- **Excerpted text**:
start

Egyptian women's rights: A century on

Egyptian women still need their husband's permission to travel abroad

By Caroline Hawley in Cairo

When it was published 100 years ago, the book entitled The Liberation of Women caused uproar.

Its author - a judge called Qassem Amin - was the subject of a torrent of criticism after arguing that improving the status of women would help Egypt develop.

A century on, women have made many strides towards to his, and their, goal.

[ image: Egyptian women are an increasing presence in the workforce]
Egyptian women are an increasing presence in the workforce
They can vote; they are significant part of the workforce and there are now two women in the Egyptian cabinet.

But they're not allowed to travel abroad without the permission of their husbands; it's hard for them to initiate divorce; and they can't - like Qassem Amin - become judges.

Scholars from across the Arab world, as well as Europe and the United States, have gathered in Cairo to discuss what's been achieved.

'We haven't progressed'

Hoda Badran, one of the organisers of the commemoration celebrations, says progress has now stalled.

end

- **Records provided**:
start

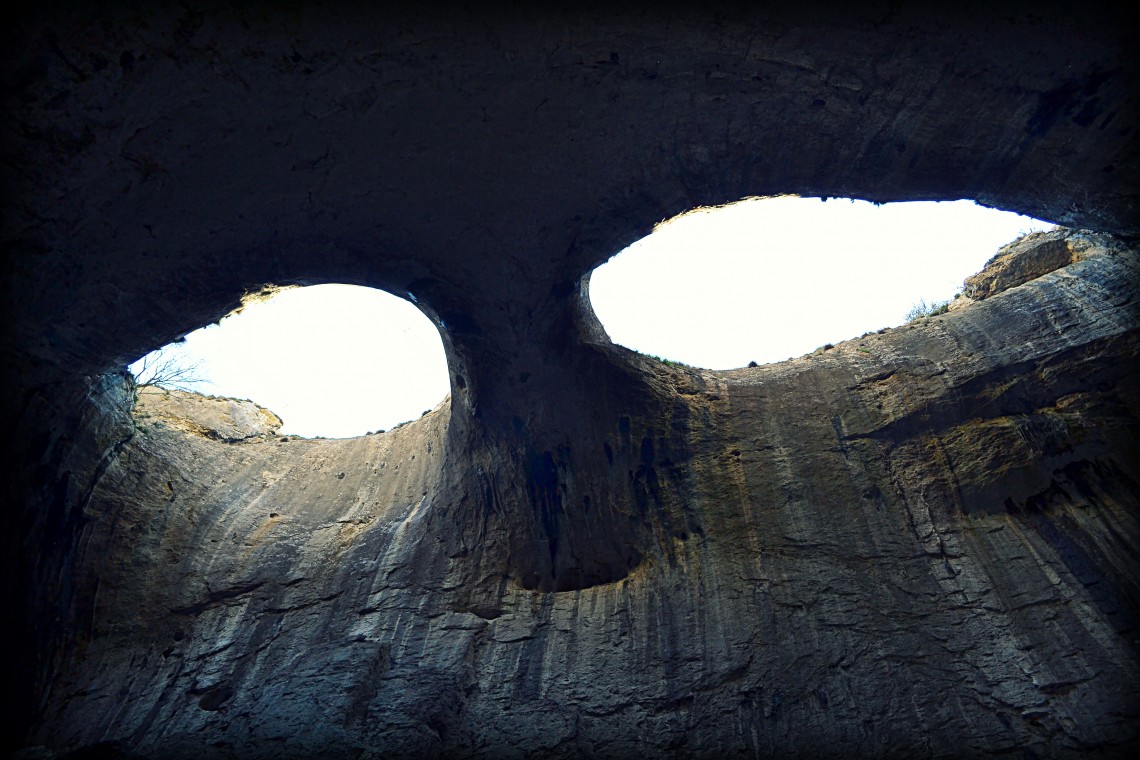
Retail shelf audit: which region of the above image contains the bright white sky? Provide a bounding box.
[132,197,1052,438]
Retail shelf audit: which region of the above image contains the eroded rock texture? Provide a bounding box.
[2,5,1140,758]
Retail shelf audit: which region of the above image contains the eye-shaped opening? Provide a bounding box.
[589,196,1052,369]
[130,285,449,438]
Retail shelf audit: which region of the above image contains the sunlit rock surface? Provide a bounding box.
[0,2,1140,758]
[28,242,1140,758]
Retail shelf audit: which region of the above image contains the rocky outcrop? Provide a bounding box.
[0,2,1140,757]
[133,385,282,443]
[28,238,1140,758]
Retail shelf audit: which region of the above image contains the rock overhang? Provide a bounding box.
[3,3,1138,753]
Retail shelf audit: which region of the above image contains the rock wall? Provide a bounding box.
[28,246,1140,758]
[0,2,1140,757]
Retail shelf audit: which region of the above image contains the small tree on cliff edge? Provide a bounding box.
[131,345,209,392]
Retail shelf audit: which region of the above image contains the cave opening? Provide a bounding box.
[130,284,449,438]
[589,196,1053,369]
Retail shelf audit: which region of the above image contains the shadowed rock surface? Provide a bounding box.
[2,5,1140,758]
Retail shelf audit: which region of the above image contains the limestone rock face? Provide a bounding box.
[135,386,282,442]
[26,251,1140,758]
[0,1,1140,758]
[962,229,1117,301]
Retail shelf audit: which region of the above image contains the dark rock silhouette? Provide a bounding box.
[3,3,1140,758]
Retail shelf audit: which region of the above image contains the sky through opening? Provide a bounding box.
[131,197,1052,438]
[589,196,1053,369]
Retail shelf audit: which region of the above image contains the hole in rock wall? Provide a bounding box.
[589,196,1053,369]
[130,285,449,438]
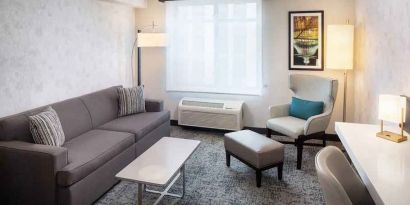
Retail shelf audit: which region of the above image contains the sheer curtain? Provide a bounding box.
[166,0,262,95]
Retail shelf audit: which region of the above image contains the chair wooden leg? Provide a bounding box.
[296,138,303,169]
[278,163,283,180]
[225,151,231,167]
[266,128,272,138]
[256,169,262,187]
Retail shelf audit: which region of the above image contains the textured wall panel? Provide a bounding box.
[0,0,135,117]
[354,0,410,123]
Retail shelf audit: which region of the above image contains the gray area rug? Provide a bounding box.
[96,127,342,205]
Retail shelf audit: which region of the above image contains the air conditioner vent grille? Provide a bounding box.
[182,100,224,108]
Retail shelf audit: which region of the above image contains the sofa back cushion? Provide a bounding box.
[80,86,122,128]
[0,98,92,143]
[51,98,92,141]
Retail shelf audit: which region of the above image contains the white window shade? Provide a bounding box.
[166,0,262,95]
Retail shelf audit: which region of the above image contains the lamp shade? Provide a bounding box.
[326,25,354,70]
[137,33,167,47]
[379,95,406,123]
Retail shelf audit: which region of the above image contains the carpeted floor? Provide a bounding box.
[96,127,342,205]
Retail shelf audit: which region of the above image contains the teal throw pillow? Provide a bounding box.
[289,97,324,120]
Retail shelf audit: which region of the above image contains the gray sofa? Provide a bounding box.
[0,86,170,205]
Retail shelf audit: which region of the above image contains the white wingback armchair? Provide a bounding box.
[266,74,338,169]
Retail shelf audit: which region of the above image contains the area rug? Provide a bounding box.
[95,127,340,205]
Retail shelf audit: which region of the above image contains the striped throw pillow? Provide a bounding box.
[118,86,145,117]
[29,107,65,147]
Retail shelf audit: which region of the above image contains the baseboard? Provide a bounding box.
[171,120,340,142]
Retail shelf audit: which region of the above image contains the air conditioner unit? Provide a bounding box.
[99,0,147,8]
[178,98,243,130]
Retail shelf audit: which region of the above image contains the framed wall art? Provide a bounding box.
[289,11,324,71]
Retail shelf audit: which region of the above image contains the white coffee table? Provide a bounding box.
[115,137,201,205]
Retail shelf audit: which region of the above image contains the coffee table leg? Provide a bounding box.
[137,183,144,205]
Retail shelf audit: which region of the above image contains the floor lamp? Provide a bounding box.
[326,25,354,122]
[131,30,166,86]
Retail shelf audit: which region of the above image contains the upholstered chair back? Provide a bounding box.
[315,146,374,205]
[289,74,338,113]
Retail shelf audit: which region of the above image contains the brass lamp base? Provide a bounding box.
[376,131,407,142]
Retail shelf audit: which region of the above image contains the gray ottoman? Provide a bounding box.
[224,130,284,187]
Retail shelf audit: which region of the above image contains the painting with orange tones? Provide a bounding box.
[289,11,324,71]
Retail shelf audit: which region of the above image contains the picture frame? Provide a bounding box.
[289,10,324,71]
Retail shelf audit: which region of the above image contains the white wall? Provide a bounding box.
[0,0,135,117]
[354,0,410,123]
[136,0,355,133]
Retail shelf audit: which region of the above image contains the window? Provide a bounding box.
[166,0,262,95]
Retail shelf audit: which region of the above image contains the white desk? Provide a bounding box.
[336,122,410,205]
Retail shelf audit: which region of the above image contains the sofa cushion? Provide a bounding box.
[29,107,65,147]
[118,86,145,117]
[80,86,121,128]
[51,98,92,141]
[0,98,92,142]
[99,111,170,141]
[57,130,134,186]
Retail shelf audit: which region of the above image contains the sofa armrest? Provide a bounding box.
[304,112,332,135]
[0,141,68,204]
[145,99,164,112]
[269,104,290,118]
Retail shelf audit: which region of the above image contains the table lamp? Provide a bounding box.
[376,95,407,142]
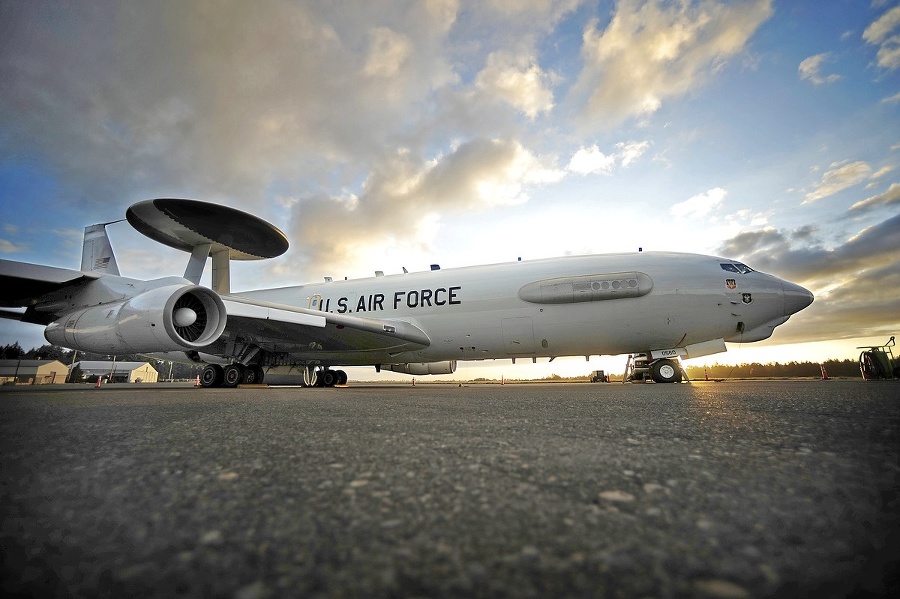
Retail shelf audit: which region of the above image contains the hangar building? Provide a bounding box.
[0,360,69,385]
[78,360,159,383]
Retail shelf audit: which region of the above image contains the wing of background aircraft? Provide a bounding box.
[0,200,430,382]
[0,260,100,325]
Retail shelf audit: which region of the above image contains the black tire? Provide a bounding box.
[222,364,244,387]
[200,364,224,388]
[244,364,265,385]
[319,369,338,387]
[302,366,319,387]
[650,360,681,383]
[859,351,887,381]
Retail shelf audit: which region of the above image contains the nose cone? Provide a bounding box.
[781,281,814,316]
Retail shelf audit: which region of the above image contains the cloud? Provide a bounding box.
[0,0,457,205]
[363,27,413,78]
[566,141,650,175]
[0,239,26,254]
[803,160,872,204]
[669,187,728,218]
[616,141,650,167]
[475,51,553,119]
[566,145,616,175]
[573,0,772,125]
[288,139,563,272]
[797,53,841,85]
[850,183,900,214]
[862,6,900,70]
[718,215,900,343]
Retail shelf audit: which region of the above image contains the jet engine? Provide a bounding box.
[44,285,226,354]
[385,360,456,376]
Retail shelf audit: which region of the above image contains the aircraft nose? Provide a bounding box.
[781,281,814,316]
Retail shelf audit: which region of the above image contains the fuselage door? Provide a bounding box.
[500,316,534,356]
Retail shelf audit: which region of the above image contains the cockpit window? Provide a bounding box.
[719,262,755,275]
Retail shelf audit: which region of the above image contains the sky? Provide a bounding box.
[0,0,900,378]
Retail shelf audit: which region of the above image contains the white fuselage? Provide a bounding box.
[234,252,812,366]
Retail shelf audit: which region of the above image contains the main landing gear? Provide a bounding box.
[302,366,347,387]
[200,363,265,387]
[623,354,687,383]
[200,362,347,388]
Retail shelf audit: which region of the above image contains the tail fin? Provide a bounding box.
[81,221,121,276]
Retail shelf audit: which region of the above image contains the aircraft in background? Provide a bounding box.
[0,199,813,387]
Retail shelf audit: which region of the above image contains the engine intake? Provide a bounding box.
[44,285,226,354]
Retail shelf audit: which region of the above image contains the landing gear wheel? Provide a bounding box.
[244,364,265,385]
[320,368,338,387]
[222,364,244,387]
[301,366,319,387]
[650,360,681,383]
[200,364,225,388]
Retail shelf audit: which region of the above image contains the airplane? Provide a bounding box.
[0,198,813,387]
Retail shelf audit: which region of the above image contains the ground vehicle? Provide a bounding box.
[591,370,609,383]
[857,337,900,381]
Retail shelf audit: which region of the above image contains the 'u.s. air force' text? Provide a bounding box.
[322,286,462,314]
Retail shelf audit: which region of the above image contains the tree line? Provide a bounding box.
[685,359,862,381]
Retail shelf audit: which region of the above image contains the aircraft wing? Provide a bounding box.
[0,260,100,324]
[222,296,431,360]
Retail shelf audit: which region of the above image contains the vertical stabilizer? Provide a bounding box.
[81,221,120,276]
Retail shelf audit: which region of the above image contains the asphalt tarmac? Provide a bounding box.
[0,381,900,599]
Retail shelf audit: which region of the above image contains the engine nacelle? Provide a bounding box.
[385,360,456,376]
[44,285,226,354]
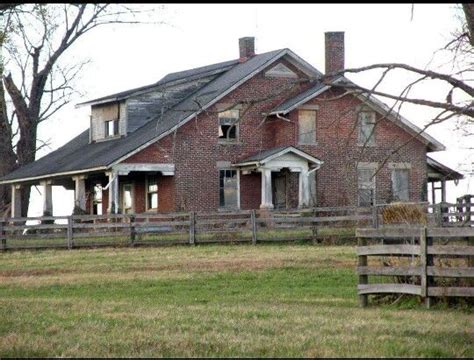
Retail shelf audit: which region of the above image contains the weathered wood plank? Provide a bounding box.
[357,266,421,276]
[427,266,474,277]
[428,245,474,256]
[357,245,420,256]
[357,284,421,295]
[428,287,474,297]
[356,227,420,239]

end

- **Exercise tasks**:
1/ State how many lines in the entries contain the string "area". Matching is case-sensitive, and the reply must be only the number.
2/ Extend the article on Egyptian women's rights, beginning immediately after its last sentence.

- **Outputs by task**:
1/ 2

2/
[ image: Egyptian women have a long way to go for true equality]
Egyptian women have a long way to go for true equality
"Yemen has judges, Sudan has judges; the general prosecutor in Syria is a woman. If you compare us to other Arab countries, we are behind. Other countries are going forward.

"Take Kuwait for example: Kuwait didn't have woman voting or having political rights; they are having it now. So it's a progress, even if we had our political rights as Egyptian woman before. But we haven't progressed."

Earlier this year, there was a small step forward.

The Egyptian cabinet decided to cancel a law that allows a rapist to walk free if he marries his victim.

But women activists say there's still a long way to go to remove other discriminatory laws and achieve the liberation of women.